§ Data drawn from a collection:
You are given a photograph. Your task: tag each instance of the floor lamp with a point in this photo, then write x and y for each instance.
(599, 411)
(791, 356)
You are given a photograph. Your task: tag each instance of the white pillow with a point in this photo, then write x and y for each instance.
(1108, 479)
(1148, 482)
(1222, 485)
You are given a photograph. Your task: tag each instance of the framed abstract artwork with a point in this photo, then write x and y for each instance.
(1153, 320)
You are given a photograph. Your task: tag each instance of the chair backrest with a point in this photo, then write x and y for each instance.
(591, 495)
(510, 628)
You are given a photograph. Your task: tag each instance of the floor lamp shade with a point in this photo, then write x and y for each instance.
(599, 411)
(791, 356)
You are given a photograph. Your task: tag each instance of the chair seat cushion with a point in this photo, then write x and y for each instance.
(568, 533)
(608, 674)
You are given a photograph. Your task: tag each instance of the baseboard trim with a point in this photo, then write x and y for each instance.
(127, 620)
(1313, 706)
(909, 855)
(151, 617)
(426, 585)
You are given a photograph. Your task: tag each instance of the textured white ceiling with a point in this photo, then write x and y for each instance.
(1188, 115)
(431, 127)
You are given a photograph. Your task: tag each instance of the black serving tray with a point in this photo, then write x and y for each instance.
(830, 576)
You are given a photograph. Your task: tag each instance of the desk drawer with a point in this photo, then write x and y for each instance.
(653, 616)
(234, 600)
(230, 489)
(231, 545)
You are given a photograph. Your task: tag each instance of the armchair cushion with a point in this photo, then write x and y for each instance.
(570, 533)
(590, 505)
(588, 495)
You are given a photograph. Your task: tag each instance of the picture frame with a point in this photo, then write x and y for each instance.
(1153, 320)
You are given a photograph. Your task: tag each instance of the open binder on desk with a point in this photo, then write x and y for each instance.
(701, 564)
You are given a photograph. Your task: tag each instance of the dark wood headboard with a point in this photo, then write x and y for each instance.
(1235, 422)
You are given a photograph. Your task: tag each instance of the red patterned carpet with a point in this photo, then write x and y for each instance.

§ Stated exercise:
Reproduce, line for line and unchanged, the stretch of the data above from the line containing "of the baseboard" through the end of the data.

§ The solution:
You are given a photograph. Your task: tag each instance of the baseboard trim with a point in this photo, then write x and y for each instance.
(127, 620)
(1313, 706)
(909, 855)
(151, 617)
(426, 585)
You are given a photograph. Your task: tag each instance of the textured white ceiling with a point in this photo, then write x and y for each instance.
(1188, 115)
(431, 127)
You are given a photograph. Your task: tag each instance of the black serving tray with a point in this photo, then write x and y for each instance.
(830, 576)
You are given a photograph. Your task: tag each instance of the desk drawer with a point in this photo, then write x and y for each instance.
(653, 616)
(234, 600)
(230, 489)
(231, 545)
You are given a photograph. Your task: tag each instance of the armchair cushion with a point in this photo, then write x and y for each instance.
(570, 533)
(590, 505)
(588, 495)
You are given a photograph. Your task: tag each instance of the picture frame with a point in this photo, then write x and y for each instance.
(1153, 320)
You are given a photograph. Your task: tag each instance of the open binder on desk with a point in this photo, then write x and y for each instance.
(701, 564)
You are given a photograph. Your task: tag each instance of the dark wood headboard with a point in this photo, then write x and y for each instance.
(1235, 422)
You are given a photograph. Your task: tag each instance of the red patterned carpet with a point in this photo, then write x and y for each instance.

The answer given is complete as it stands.